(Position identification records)
** START **
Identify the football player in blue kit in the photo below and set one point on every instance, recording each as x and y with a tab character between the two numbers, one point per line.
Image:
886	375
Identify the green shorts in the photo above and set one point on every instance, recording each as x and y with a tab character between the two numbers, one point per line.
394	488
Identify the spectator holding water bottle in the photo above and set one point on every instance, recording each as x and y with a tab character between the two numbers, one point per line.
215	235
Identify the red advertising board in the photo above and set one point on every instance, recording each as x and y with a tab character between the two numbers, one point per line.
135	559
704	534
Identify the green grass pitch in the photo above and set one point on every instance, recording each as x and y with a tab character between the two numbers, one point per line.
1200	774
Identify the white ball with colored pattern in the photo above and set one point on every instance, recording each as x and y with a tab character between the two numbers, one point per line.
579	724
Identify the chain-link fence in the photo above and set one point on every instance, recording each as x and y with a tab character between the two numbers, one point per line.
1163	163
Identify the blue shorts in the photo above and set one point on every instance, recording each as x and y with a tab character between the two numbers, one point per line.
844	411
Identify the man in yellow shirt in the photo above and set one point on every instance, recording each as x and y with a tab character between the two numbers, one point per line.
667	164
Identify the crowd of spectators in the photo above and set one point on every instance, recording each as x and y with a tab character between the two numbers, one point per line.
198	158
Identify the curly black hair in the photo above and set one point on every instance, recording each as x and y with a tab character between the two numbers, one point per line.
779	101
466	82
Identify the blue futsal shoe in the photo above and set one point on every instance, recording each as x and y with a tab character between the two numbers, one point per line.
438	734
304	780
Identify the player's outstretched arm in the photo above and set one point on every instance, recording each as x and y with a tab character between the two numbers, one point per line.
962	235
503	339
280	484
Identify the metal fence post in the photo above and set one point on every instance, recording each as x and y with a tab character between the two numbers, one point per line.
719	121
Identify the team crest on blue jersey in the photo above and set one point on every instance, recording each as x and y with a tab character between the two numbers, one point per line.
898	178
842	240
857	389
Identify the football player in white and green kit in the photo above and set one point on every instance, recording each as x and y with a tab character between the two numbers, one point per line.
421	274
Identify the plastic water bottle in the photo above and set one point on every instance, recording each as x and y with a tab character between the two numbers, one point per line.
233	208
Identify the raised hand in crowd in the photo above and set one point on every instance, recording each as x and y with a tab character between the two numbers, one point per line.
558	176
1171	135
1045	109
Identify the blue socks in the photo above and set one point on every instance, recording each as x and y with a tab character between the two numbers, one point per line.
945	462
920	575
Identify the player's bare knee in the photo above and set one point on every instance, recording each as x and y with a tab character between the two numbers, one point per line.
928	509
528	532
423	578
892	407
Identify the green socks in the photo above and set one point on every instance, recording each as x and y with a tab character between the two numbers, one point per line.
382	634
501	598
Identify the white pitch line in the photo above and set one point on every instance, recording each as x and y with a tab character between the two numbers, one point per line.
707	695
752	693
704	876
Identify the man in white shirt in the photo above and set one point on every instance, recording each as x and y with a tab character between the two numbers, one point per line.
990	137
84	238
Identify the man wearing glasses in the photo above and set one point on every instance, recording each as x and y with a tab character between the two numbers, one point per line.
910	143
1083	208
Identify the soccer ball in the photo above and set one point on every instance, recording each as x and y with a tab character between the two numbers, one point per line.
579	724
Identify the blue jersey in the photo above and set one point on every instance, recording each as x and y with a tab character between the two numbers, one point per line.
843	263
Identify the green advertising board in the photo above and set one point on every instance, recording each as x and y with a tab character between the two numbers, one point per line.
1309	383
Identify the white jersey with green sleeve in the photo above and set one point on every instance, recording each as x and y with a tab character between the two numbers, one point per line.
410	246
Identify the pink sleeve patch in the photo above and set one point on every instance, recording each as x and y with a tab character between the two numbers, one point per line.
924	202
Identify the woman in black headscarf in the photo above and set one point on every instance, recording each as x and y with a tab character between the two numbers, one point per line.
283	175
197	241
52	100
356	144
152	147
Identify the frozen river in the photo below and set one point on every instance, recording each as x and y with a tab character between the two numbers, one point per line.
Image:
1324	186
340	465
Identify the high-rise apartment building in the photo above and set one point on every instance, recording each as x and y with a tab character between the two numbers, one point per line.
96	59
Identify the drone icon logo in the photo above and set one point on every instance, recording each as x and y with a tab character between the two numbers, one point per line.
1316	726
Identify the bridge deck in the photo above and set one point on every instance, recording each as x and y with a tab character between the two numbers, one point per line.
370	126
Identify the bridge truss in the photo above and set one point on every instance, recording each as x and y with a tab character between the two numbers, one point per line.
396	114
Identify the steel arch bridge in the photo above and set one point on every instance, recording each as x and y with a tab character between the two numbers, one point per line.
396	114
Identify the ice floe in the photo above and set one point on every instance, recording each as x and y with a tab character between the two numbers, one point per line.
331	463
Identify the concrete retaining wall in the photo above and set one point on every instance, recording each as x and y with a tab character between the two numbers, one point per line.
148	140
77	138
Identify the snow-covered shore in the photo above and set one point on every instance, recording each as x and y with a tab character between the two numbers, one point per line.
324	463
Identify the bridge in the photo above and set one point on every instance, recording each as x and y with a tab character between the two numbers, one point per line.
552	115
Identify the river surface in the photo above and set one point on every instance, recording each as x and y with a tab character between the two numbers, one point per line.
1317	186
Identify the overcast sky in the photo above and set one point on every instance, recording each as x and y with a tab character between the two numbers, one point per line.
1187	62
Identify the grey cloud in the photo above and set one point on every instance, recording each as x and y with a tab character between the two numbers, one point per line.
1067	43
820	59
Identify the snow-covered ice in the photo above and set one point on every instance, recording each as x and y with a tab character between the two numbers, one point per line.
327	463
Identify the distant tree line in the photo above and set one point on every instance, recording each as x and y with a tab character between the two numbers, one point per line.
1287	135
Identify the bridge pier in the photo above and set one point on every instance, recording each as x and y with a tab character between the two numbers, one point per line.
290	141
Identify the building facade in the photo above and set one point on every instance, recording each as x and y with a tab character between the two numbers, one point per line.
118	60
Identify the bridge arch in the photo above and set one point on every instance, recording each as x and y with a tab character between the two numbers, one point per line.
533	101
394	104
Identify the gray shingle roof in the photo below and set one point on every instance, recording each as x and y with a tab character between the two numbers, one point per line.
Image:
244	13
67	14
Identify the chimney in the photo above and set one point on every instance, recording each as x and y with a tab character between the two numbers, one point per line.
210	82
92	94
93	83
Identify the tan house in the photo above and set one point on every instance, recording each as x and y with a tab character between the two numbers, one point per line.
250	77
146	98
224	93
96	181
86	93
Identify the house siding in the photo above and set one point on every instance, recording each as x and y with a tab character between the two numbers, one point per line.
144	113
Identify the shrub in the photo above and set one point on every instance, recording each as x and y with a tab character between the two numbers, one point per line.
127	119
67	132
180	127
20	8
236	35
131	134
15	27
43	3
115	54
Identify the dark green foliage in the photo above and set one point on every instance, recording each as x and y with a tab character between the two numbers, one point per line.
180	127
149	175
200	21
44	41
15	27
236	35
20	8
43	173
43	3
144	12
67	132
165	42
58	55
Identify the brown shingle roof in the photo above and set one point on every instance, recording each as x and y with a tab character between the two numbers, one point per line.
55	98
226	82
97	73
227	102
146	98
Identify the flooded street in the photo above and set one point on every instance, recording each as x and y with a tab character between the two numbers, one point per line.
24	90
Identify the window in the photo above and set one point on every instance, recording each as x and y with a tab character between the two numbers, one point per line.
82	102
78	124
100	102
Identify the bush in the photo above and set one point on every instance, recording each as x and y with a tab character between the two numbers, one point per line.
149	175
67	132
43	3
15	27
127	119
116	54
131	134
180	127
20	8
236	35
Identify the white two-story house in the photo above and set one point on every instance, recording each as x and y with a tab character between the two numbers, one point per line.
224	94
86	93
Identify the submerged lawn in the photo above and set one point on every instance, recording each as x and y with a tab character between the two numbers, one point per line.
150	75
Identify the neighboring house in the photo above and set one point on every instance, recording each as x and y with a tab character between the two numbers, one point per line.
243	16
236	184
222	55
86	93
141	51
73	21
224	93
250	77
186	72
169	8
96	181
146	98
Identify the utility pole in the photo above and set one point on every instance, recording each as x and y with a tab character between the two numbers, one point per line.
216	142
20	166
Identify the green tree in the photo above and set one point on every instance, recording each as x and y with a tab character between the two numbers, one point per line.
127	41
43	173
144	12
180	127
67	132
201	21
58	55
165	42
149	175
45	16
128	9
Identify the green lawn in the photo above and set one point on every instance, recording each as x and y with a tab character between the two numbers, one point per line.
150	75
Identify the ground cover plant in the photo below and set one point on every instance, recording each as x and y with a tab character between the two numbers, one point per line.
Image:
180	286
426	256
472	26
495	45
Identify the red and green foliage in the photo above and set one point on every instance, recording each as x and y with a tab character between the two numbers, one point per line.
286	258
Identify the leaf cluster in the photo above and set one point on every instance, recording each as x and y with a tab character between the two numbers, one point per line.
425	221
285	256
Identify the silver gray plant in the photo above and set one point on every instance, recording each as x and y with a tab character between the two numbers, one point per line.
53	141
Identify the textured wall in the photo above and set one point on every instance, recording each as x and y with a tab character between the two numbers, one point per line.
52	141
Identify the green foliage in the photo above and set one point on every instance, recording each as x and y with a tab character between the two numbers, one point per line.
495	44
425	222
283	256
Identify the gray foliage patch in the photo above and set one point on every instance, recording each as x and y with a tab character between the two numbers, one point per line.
** END **
Extract every line from the one containing "Identify the green lawn" through the last line of the data, inclusive, exactly as written.

▶ _EXERCISE SOLUTION_:
Identify the green lawn in the photo above and set one point on every instance, recording each as x and y with a tab character between the two numbers, one point per line.
150	75
Identify the ground cover plant in the photo below and set one point on every instance, recording each as x and y with a tab character between the two numbers, one point per line.
Image:
180	286
426	256
472	26
495	45
Identify the red and green foliage in the photo above and set one point on every instance, recording each as x and y with a tab character between the two numbers, one point per line.
286	258
Identify the leaf cluster in the photo above and set one point on every instance, recording each as x and y with a tab character between the two numbers, one point per line.
425	221
285	256
Identify the silver gray plant in the photo above and set one point on every instance, recording each as x and y with a tab character between the two numbers, one point per line.
53	141
Identify the textured wall in the photo above and set one point on every instance, recording each as x and y with a tab character between the two numbers, one point per line.
52	141
Identify the green foliage in the photo above and set one point on every instance, recording each as x and y with a tab character between the two numbers, one point per line.
495	44
425	222
283	256
Identify the gray foliage patch in the photo above and set one point on every instance, recording each as x and y with a tab character between the two numbers, one point per line.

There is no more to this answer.